INFORMATION SUPPLIED.
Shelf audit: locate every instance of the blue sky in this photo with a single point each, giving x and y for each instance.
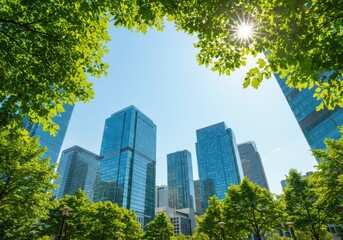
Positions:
(158, 73)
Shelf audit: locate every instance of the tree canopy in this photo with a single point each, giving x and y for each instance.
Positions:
(328, 179)
(303, 205)
(252, 208)
(49, 48)
(302, 40)
(25, 183)
(100, 220)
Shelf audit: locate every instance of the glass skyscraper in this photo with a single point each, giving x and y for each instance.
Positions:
(127, 172)
(77, 169)
(316, 125)
(53, 143)
(219, 164)
(161, 196)
(252, 164)
(180, 180)
(197, 197)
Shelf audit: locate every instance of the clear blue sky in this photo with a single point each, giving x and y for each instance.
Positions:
(158, 73)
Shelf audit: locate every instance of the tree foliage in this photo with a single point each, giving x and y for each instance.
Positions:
(252, 208)
(302, 40)
(49, 48)
(328, 178)
(304, 207)
(100, 220)
(208, 223)
(25, 183)
(160, 228)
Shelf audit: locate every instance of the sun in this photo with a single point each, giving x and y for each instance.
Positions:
(245, 31)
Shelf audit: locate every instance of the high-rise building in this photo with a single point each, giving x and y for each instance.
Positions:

AIM OF THE EXERCISE. Look through the entries and find each line that has the string "tree". Copy those lines.

ANSWER BOX.
Shelf audit: locate every instance of the tree canopy in this photo with a single point each, giving x and y for each instance.
Shelf audit: locate every instance of the tree foliage in this photo with a single point each, giving x and y for each instance.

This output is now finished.